**WHAT TO WORK ON**:
1. According to the text on the Gurais Valley, roughly how many people live in the valley?
2. Transcribe part of the Gurais Valley text, starting at the words "For years, Pagosa" and stopping after "the Gurais Valley.".
3. Pick up the text about the Gurais Valley and Pagosa Springs after its final sentence and keep writing it.

**STUDY TEXT**:
In the mountains of northeast Pakistan sits a community much like Pagosa Springs.
That community, the Gurais (sometimes spelled Gurez) Valley, is situated in the Pakistani state of Jammu and Kashmir, and is home to approximately 40,000 people.
The 40-mile-long Valley sits at an elevation of about 7,000 feet, with surrounding mountains at 13,000 and 14,000 feet, meaning weather there, as in Pagosa Country, becomes an issue in the winter and spring months.
However, while Wolf Creek Pass may close due to avalanches for a few hours at a time and rockslides are quickly cleared, the Gurais Valley is unreachable in winter due to heavy snows, and spring rains bring landslides that block the road into the valley.
The rural valley has no telephone, Internet or central electric system and lacks medical facilities, physicians and clinics for the residents.
For years, Pagosa Springs has been unusually connected to this valley thanks to the efforts of one couple.
Local residents David and Jean Smith began traveling to Pakistan in 1982, and years later met Mujtaba Imran, president of an aid organization, Pakistan Relief. Following the meeting, the Smiths began working with the organization to help the Gurais Valley.

**PROVIDED DATA**:
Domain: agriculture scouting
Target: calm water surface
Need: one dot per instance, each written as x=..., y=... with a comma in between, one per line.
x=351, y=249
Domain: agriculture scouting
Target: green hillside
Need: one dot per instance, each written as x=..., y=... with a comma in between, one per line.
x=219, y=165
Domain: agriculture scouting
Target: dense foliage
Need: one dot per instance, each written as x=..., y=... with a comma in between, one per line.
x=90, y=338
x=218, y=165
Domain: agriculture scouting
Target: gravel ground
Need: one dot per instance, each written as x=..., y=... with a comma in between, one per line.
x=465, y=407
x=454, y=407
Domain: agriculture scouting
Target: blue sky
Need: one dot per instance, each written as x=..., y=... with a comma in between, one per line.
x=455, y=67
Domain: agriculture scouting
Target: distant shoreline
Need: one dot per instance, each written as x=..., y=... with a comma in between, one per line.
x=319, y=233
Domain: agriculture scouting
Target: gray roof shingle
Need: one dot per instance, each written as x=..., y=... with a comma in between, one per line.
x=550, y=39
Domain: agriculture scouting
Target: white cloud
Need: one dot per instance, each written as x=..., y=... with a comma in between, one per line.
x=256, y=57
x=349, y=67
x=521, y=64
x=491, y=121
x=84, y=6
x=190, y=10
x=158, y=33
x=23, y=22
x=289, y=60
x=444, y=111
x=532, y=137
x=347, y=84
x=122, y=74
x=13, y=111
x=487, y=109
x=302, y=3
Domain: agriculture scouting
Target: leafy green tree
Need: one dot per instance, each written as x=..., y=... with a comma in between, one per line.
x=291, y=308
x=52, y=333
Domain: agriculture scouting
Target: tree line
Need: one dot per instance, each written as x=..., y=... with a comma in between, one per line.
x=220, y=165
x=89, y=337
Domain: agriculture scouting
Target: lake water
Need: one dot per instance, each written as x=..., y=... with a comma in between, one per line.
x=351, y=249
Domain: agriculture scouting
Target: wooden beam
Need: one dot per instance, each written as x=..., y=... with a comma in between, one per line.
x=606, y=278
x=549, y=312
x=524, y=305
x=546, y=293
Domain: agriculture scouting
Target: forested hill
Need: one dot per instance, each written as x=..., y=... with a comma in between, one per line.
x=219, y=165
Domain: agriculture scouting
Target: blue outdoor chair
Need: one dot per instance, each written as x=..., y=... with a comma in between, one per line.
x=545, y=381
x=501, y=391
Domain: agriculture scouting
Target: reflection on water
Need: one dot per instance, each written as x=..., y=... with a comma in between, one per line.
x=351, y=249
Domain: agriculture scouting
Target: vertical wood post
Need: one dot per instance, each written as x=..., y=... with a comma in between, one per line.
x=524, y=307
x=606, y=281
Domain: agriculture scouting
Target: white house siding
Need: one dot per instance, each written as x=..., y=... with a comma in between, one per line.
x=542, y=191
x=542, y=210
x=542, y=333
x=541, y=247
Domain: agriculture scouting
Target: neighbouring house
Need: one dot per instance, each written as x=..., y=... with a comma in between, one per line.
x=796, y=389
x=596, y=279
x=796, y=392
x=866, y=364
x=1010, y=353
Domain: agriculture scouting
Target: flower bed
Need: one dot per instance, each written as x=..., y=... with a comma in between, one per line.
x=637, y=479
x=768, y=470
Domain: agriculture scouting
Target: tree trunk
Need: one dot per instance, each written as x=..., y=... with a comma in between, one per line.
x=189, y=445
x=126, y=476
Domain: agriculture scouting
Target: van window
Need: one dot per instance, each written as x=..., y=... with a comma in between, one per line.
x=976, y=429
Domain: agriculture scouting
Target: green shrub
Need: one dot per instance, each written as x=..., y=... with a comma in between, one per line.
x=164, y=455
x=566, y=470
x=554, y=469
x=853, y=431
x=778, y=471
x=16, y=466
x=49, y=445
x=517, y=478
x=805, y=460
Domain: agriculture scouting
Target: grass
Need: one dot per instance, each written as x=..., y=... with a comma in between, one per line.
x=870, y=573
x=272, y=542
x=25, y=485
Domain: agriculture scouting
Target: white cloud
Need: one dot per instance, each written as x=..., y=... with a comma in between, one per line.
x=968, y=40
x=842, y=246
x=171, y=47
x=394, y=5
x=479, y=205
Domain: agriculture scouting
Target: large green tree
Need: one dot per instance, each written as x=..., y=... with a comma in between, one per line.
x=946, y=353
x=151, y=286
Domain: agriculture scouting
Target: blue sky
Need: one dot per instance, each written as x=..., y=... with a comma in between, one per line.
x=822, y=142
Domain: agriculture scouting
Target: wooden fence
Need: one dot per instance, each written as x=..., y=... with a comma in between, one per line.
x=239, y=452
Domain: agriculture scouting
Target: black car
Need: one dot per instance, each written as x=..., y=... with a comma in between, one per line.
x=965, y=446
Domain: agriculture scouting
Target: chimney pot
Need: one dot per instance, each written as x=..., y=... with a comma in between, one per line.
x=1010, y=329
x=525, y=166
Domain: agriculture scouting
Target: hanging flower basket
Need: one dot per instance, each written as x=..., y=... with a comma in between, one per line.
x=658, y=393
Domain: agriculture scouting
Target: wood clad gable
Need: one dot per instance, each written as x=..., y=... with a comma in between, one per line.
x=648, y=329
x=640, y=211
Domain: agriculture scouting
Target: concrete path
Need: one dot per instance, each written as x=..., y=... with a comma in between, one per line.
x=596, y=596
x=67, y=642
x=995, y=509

**RESULTS OF THE EXERCISE**:
1. About 40,000 people.

2.
For years, Pagosa Springs has been unusually connected to this valley thanks to the efforts of one couple.
Local residents David and Jean Smith began traveling to Pakistan in 1982, and years later met Mujtaba Imran, president of an aid organization, Pakistan Relief. Following the meeting, the Smiths began working with the organization to help the Gurais Valley.

3.
In looking to assist the people of the valley, the Smiths began raising money to help the valley community obtain educational facilities, and medical knowledge and facilities, in addition to providing relationships and increasing understanding between the cultures.
In 2008, the Town of Pagosa Springs Town Council proclaimed Pagosa Springs and Gurais Valley to be sister communities.
In the last year, the effort to support Pakistani Relief and the Gurais community has gained momentum, with the creation of a 501(c)(3) nonprofit, Connecting Pakistani and American Communities (meaning donations to the cause are tax deductible for most people), and becoming the local Rotary International project.
Thus far, money raised in Pagosa Springs has helped create two sewing centers and two computer centers, funded first aid training for over 460 residents (at a cost of about $15,000, money raised in Pagosa), and allowed 10 women to begin midwifery training.
This year, a number of goals exist to help the residents of the Gurais Valley.
The Gurais Valley largely escaped last summer’s flooding in Pakistan, but the community did lose three micro-hydroelectric generators, which provide about 100 watts of power to homes in the area, as well as power for the two computer centers.
Replacing the hydro plants will cost about $25,000, David Smith indicated in an e-mail.
In efforts to create a mobile clinic to increase health care and replace the hydro plants in the Valley, local Rotarians have raised $16,000, which, as part of their international project, they hope to increase to $50,000 with matching funds from Rotary International, Smith said.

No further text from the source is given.